### Records supplied

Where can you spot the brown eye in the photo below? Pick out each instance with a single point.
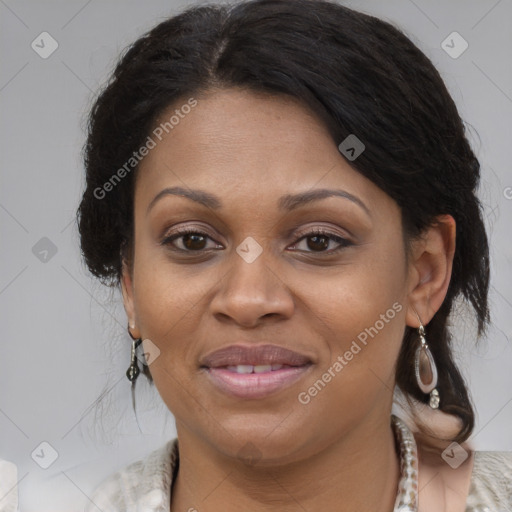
(191, 241)
(318, 241)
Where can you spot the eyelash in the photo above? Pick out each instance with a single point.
(180, 232)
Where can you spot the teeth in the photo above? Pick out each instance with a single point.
(249, 368)
(262, 368)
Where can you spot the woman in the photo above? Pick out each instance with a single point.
(284, 192)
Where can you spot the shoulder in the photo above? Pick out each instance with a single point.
(145, 482)
(491, 481)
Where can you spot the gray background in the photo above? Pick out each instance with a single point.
(64, 345)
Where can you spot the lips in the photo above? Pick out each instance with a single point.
(242, 356)
(254, 372)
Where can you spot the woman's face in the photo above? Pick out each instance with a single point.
(257, 272)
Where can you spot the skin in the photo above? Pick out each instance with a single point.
(249, 150)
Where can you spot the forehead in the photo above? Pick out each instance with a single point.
(246, 146)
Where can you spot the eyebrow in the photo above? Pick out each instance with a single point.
(288, 202)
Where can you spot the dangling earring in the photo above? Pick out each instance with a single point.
(133, 371)
(426, 370)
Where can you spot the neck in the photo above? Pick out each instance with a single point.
(358, 472)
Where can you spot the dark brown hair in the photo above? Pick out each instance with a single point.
(362, 76)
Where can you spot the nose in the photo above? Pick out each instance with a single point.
(251, 292)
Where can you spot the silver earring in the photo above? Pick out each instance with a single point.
(426, 370)
(133, 371)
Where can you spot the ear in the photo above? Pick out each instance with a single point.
(128, 300)
(430, 270)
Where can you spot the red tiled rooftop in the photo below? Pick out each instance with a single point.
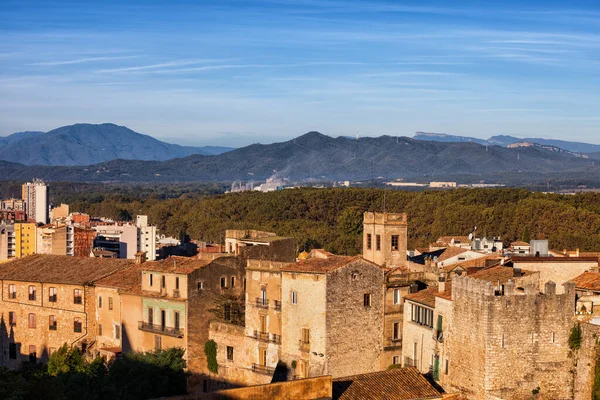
(398, 384)
(588, 280)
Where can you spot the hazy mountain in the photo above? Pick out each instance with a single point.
(317, 156)
(504, 140)
(85, 144)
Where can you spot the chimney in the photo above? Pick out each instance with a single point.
(441, 284)
(140, 257)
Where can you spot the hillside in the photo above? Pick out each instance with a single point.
(320, 157)
(505, 141)
(85, 144)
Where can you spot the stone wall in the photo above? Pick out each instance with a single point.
(506, 346)
(354, 331)
(42, 337)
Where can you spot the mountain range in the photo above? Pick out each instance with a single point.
(505, 141)
(320, 157)
(85, 144)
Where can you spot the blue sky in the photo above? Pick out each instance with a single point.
(230, 72)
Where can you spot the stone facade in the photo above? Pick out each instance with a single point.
(505, 346)
(385, 238)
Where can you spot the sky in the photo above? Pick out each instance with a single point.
(236, 72)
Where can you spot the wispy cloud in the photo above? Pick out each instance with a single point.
(82, 60)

######

*Do this*:
Update all of the data above by changing "Where can you spot" to "Where do you see" everywhere, keeping every other line intact. Drop the pictures from your version.

*Solution to this problem*:
Where do you see the brown eye in the photo below? Pick out each instance with a single point.
(191, 241)
(318, 241)
Where do you see the eyelash in the photo above? Pick out each instance with a single point.
(180, 232)
Where do you see the teeth in the photo above? Pick out each instance with a single point.
(249, 368)
(262, 368)
Where do you see the woman in the photo above? Pick out each instance with a single point.
(284, 192)
Where do you see the shoulder in the photo above? Pick out each instance with a single point.
(145, 482)
(491, 481)
Where do you see the gray background in the photo above? Pick out each instance with a single point.
(64, 345)
Where do you see the lips in the photo above? Pick out each instance with a single point.
(242, 356)
(254, 372)
Where do you see the woman's face in the photo above? Pick out each instance with a single point.
(257, 272)
Where do you see the skin in the photo above? Pick out each instance with a single point.
(249, 150)
Where do you see the forehead in the photo above? Pick out each instance with a single point.
(246, 146)
Where do you see the eyebrow in the photo above? Pick out each instance with a single point.
(288, 202)
Where do you see the dangling earring in the photo above? Pick out each instance with a single point.
(133, 371)
(426, 370)
Where do you see the neck in the photo above? Pick out each instance with a single point.
(358, 472)
Where do you see the dark brown hair in the photo above? Pick out each instance with a single point.
(362, 76)
Where do you see the nose in the photo above? Pick out each instance with a single point.
(251, 292)
Where do you see the silver earring in the photo above? Pick out each instance with a single point.
(426, 370)
(133, 371)
Where do you see the ear in the photo above? Pick out each instance with a single point.
(128, 300)
(430, 270)
Where do you see the red tiled rooftop in the photo below? Pick out each instance with a single point.
(398, 384)
(588, 280)
Where do you see the hazy mountain in the photo above? Pick out each instance with a single point.
(317, 156)
(504, 140)
(85, 144)
Where do you see the chimney in the photo above? Pick out each instance with a single point.
(441, 284)
(140, 257)
Where do you see the hillside in the photo above? Pick out each instance with a single point.
(320, 157)
(505, 141)
(85, 144)
Where do you see the stone wall in the photo above? Pick out each instance with a single point.
(506, 346)
(354, 331)
(42, 337)
Where do you see the mountain range in the photo above? Pick out each instance with a single point.
(505, 141)
(320, 157)
(85, 144)
Where do you see the blue sky in the photo above? Pick out each instance with a single point.
(230, 72)
Where do you see the stone facade in the photo above? Pick out each instance with a single point.
(505, 346)
(385, 238)
Where do you see the sky in the photo above? Pick out each instance with a single point.
(236, 72)
Where do you see the wispy cloud in the photo above? Pick out each instance with a single point.
(82, 60)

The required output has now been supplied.